§ **Your task**:
Transcribe the tail of the listing: start at the line containing "Could you please indicate the beige" and stop after the last line, keeping every character as is and adding nothing.

Stored records:
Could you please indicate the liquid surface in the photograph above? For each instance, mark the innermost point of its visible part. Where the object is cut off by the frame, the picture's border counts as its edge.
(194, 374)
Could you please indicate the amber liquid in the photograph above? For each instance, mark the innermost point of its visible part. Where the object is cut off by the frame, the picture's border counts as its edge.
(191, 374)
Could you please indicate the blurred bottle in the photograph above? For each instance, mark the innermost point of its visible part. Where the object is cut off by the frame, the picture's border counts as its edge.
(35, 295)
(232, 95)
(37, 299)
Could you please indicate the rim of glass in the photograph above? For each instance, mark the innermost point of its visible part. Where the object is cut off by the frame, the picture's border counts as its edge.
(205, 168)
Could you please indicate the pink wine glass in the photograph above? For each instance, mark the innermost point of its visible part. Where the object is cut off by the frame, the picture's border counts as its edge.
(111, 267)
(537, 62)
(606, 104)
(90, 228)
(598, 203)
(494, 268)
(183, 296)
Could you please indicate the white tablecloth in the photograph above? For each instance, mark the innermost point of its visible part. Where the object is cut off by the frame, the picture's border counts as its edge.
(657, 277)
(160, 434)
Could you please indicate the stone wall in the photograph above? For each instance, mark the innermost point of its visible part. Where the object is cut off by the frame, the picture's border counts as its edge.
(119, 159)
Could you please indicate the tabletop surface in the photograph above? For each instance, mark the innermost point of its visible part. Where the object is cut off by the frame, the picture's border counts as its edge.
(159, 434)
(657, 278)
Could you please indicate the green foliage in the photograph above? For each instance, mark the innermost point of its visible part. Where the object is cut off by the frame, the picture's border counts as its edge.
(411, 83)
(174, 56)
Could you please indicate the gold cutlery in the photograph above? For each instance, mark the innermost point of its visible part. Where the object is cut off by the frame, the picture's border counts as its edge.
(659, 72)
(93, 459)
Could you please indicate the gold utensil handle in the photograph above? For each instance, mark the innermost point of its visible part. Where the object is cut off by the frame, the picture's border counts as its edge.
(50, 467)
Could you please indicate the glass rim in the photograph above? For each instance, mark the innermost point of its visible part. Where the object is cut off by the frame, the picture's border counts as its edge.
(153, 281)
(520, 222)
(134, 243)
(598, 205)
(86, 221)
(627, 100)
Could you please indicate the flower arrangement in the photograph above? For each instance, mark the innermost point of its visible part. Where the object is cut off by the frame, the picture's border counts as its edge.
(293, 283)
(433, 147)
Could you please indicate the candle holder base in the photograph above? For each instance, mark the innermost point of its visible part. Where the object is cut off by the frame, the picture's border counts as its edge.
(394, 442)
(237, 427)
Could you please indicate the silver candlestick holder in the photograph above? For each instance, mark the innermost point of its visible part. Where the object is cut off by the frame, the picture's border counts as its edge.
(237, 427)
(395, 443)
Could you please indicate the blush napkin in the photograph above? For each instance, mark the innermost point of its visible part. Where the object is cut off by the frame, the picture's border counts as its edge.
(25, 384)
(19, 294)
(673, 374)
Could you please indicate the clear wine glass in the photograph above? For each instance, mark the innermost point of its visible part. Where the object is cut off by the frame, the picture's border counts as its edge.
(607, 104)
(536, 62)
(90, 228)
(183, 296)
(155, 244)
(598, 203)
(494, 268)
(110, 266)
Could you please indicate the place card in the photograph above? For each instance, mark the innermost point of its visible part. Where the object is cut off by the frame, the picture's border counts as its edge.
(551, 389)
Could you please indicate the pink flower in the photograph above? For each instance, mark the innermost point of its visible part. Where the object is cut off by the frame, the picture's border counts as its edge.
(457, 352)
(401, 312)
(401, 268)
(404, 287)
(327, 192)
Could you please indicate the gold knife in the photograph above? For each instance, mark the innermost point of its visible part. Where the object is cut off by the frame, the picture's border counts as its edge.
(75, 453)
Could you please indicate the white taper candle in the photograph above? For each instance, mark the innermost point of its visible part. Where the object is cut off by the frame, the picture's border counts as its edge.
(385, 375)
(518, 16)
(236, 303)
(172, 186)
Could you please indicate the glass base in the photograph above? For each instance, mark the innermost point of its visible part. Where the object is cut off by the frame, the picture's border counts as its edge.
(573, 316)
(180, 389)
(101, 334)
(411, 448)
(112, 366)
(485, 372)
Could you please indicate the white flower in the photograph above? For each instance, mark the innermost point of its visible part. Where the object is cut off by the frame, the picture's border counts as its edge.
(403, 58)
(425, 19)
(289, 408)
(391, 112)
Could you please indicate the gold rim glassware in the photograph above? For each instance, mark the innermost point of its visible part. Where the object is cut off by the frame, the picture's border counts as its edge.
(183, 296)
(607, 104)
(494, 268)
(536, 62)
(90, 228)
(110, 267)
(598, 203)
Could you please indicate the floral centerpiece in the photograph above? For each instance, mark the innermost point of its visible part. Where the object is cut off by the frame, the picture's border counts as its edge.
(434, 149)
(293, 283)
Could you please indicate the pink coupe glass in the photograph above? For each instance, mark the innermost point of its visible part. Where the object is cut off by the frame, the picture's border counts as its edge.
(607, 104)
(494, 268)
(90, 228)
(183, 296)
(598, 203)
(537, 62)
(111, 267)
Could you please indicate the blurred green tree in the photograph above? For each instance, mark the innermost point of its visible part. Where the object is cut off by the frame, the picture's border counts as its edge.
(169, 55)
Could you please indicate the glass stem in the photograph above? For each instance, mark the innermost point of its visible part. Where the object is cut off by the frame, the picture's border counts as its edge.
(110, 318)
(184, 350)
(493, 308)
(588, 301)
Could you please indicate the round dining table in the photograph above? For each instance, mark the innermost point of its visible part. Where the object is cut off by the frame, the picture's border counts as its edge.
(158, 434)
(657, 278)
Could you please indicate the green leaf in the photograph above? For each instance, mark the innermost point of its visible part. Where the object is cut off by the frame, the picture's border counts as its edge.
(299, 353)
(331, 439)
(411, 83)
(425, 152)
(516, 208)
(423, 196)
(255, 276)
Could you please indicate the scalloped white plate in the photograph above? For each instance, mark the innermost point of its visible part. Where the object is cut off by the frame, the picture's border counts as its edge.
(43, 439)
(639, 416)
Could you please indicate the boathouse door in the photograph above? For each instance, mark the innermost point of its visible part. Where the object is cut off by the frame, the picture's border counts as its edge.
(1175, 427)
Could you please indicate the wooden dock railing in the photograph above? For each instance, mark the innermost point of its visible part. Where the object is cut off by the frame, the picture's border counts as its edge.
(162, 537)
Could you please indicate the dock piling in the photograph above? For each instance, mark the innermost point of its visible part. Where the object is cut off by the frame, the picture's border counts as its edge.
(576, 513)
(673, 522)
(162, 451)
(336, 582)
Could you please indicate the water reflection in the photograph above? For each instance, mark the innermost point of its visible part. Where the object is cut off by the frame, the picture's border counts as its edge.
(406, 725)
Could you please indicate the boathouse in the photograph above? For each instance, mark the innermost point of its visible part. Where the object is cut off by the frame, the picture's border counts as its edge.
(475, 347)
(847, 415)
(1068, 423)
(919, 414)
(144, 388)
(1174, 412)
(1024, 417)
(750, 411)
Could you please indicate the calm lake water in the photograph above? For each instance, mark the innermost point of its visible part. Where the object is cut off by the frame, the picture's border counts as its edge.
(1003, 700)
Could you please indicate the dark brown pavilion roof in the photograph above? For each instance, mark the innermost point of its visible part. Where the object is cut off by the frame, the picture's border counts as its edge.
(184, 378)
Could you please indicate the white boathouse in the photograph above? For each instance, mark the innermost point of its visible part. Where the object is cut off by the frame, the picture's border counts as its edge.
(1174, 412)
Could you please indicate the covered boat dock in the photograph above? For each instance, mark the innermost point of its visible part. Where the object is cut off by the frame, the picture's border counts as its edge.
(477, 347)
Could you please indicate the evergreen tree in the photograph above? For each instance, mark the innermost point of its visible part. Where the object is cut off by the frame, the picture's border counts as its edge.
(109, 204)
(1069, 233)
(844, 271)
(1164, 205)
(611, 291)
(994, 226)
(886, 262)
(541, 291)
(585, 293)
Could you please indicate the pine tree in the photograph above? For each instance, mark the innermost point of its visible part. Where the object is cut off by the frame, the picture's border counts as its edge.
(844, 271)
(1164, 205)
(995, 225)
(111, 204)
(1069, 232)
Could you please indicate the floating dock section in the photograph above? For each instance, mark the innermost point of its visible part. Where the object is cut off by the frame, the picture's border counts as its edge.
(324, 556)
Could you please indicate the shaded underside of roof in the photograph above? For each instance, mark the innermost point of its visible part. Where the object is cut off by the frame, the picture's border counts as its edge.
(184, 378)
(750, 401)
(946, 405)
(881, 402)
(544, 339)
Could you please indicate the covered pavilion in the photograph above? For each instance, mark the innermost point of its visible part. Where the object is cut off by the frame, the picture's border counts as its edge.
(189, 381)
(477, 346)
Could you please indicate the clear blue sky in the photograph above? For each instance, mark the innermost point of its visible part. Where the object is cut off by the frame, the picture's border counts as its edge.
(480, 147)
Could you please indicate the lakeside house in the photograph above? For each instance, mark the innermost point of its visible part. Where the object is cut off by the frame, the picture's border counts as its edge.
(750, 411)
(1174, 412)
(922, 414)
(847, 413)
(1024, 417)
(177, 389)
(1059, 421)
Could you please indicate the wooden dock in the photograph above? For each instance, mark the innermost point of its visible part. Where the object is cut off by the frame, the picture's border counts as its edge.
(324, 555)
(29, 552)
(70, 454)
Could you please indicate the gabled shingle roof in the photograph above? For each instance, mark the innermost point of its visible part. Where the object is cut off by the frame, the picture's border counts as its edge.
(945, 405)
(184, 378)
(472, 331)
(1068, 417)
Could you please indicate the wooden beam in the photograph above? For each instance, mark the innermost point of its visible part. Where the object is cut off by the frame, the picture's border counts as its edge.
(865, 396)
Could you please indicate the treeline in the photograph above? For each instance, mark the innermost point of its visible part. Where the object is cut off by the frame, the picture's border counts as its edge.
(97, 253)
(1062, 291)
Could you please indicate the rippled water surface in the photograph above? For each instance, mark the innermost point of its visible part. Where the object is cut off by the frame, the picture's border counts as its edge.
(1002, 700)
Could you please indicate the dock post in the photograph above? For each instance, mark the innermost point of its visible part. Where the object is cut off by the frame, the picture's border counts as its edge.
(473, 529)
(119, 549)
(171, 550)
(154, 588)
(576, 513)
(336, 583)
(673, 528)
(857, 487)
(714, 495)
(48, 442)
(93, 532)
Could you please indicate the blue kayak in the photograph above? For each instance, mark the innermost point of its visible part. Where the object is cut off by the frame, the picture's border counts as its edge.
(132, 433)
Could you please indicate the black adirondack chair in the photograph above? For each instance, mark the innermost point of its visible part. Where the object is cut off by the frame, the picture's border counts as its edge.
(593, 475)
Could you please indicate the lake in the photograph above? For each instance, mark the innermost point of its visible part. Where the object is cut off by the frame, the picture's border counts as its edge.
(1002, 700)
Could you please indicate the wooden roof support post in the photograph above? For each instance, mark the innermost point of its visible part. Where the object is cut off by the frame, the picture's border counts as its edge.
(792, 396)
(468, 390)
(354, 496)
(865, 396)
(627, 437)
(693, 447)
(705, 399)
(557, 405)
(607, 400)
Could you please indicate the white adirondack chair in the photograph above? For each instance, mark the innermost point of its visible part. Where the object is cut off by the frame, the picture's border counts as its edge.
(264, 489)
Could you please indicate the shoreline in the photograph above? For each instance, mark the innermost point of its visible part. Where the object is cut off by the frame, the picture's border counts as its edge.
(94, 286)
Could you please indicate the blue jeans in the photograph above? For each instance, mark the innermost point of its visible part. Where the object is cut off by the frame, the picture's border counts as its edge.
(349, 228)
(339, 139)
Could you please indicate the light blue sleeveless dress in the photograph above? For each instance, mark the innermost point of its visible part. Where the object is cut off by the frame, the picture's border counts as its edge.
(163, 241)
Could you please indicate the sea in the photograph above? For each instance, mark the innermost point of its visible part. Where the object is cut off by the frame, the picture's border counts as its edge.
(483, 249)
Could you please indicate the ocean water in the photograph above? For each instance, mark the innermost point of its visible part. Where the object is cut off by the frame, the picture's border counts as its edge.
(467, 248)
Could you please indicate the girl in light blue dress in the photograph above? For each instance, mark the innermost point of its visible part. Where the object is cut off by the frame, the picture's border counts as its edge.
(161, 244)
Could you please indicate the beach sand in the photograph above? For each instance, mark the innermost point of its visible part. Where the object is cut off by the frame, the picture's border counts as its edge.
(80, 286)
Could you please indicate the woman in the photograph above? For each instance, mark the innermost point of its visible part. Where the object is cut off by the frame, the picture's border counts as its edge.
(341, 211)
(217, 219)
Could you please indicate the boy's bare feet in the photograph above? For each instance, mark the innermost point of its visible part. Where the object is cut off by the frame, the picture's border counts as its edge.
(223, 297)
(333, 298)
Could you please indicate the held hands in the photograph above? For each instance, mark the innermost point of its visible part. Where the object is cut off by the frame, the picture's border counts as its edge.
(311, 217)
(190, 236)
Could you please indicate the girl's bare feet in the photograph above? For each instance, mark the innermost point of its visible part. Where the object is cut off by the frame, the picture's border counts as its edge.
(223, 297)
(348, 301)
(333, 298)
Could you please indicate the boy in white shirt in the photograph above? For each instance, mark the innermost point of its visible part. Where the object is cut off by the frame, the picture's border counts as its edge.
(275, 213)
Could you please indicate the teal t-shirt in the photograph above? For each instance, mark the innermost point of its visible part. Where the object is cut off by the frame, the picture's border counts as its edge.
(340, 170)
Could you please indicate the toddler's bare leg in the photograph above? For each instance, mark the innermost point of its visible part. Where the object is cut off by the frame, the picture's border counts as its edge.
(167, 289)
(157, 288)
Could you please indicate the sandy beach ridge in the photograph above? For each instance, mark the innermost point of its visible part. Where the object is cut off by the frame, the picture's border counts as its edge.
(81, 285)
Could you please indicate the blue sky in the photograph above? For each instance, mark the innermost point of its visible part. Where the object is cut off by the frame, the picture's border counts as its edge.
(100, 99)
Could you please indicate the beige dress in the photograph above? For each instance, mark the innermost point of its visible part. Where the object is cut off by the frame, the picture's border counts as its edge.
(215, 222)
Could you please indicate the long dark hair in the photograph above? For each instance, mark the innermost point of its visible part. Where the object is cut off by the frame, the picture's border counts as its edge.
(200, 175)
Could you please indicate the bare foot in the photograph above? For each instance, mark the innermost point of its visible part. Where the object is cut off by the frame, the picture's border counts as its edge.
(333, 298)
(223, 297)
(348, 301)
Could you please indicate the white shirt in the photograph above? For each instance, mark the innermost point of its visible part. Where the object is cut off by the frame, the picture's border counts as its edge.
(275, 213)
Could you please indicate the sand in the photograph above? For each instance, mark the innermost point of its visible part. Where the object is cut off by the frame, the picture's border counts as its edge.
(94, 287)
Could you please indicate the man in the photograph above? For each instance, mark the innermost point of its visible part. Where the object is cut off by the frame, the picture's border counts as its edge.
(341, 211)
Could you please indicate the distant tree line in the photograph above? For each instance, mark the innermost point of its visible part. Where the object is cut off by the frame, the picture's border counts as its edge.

§ **Result for this task**:
Could you please indicate the beige dress in the photograph above? For each instance, mark the innermost point of its visible part. Where the object is cut off by the frame, the picture's border counts as its edge.
(215, 222)
Could you please indicate the long dark hair in the photograph above? For each instance, mark the innermost point of its visible part. Where the object is cut off by the frame, the picture's border counts as its edge.
(200, 175)
Could you please indicate the bare foot in the photograph above? For each instance, mark the innermost point of its visible part. Where the object is cut off by the frame, the picture's border counts as its edge.
(333, 298)
(223, 297)
(348, 301)
Could you please indicate the white shirt in the photograph above? For each instance, mark the innermost point of its visible part. Where the object is cut off by the frame, the picture's border counts as its edge.
(275, 213)
Could you please indicate the sand in the photograph above? For each instance, mark the innermost point of its visible part. Where the object is cut off by the frame, the picture's border counts as its edge.
(94, 287)
Could you please indicate the man in the photograph above? For each instance, mark the innermost point of its visible part. Where the object is cut off by the frame, the picture's border counts as its edge.
(341, 211)
Could you please indicate the distant tree line in the photograph above? For each instance, mark the innermost point of its visible part. Where the object is cut off by the frame, the picture's border counts as its edge.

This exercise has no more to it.